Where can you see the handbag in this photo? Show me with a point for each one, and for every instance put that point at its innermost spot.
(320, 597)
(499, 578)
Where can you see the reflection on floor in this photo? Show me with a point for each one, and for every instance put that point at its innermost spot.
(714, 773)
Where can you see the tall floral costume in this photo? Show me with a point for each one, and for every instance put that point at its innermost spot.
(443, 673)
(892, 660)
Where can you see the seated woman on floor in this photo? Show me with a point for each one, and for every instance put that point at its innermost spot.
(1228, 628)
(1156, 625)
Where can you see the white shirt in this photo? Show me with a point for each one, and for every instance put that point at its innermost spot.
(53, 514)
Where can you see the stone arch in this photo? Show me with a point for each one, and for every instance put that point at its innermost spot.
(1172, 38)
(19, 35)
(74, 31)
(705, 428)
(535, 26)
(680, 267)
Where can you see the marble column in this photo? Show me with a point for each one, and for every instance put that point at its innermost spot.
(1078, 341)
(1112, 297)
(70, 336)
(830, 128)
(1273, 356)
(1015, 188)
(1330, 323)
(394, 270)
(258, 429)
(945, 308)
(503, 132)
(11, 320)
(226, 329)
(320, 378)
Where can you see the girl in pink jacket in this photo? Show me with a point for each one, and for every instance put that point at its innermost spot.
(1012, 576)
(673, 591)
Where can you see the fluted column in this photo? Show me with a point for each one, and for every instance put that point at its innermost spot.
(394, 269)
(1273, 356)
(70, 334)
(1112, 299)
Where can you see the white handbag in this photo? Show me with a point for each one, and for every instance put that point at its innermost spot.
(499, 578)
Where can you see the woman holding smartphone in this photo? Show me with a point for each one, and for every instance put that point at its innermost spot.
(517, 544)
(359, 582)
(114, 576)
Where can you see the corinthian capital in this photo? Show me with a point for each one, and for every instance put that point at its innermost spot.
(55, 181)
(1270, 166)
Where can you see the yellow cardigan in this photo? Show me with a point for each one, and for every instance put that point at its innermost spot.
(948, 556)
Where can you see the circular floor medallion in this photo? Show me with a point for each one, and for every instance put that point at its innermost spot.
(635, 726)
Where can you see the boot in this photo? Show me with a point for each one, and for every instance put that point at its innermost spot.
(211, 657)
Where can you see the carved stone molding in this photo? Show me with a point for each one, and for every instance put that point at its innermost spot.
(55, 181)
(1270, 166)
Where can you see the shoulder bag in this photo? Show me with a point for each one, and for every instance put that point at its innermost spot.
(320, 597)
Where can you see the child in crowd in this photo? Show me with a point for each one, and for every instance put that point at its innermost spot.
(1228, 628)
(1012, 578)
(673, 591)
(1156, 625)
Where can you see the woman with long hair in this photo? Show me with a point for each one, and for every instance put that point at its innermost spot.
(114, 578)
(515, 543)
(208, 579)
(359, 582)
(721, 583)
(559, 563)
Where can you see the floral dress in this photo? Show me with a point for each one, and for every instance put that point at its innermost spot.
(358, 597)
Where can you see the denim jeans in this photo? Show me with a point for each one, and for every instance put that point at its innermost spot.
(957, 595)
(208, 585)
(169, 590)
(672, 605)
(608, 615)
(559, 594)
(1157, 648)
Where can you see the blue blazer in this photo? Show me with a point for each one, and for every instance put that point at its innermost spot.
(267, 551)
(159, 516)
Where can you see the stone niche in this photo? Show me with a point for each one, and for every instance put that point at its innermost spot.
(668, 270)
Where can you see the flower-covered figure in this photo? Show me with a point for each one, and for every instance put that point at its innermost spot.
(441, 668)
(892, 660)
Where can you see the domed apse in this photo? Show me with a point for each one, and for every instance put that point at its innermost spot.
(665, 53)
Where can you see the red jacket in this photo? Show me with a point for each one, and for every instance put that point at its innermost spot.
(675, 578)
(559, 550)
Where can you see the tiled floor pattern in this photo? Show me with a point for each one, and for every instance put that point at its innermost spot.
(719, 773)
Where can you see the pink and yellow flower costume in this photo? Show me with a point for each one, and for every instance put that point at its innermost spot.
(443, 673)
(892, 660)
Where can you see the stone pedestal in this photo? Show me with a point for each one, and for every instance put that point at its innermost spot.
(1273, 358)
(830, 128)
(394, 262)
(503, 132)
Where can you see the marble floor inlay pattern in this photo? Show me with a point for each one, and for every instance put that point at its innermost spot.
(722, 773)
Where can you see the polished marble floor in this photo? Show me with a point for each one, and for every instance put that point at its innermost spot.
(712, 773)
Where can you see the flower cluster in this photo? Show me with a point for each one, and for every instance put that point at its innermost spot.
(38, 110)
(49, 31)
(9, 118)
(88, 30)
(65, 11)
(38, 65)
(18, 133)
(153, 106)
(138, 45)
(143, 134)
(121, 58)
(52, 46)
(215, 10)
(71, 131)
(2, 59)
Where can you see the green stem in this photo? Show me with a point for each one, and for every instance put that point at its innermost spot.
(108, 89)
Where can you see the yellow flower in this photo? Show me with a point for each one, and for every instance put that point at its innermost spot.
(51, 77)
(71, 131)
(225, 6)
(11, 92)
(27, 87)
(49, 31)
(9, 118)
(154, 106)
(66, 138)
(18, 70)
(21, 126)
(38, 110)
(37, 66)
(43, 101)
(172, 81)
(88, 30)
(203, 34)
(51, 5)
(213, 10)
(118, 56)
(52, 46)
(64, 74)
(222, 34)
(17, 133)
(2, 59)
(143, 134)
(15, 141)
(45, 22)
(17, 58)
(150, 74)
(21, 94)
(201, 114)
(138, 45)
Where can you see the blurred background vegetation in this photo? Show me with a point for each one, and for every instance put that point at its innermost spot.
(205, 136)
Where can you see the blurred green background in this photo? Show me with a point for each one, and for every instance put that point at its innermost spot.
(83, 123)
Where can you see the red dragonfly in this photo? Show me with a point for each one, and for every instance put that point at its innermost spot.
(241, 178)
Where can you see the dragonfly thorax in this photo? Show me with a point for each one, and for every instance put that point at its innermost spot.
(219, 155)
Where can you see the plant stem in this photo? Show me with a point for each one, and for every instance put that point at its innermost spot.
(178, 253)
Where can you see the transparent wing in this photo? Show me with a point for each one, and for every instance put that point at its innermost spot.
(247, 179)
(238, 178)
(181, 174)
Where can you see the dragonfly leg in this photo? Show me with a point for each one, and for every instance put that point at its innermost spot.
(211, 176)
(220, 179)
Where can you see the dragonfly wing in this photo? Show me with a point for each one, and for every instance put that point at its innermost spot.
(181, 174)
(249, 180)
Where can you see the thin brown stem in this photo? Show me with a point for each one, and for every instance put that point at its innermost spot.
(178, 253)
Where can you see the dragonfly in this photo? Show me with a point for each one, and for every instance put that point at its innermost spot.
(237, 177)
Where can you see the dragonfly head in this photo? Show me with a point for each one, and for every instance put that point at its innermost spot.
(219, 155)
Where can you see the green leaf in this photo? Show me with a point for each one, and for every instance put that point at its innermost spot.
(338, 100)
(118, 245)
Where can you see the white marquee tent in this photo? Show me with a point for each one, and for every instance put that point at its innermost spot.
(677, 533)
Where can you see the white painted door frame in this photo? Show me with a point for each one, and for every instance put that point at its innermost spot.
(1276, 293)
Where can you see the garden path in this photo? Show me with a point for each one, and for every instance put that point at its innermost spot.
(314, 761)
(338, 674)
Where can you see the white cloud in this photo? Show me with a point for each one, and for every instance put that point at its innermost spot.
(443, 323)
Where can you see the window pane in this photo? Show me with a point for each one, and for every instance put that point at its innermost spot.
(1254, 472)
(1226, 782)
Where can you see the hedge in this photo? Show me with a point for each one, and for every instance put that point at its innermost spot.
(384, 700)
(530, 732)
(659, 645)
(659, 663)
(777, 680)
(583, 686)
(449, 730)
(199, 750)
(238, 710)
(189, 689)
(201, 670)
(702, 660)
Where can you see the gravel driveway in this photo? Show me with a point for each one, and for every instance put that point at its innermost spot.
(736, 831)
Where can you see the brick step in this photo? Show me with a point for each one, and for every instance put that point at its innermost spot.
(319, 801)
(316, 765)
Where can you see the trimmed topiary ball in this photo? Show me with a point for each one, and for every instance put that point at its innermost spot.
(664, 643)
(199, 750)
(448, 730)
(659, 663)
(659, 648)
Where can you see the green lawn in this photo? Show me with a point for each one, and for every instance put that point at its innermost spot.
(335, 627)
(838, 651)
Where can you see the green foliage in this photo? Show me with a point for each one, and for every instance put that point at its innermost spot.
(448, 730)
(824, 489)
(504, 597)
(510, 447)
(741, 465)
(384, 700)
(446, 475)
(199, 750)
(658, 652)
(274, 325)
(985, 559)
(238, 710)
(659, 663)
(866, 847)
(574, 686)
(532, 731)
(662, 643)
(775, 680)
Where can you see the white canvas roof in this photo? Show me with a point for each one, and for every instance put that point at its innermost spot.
+-------+
Quote the entries verbatim from the line with "Where can you see the gravel" through the last line of the entries, both included.

Where can you see the gravel driveway in this photo? Show me with a point for each one, and for every instance put that point at its innermost spot.
(736, 831)
Where can you see the brick step in this photo? Show me with a point for each one, and for every instance put that point at its innermost spot.
(319, 801)
(316, 765)
Where can you see the trimmed topiary ball in this photo? Show me with a point for each one, and for every instance put that point at its innermost spot.
(664, 643)
(199, 750)
(448, 730)
(659, 663)
(659, 648)
Where can you see the green lawn in this photo? Show me with a point for each one, and for every instance put that point at its innermost spot.
(335, 627)
(838, 651)
Where can you see the green foliage in this photo? Show me with a point for each one, and for every instance put that point at its innermost spot.
(448, 730)
(824, 489)
(504, 597)
(510, 447)
(741, 465)
(384, 700)
(446, 475)
(199, 750)
(658, 652)
(274, 325)
(985, 559)
(238, 710)
(659, 663)
(866, 847)
(574, 686)
(532, 731)
(662, 643)
(775, 680)
Where can you see the white canvas roof in this photo? Show me with a point for each one, and for every instance put that point at its innermost spot.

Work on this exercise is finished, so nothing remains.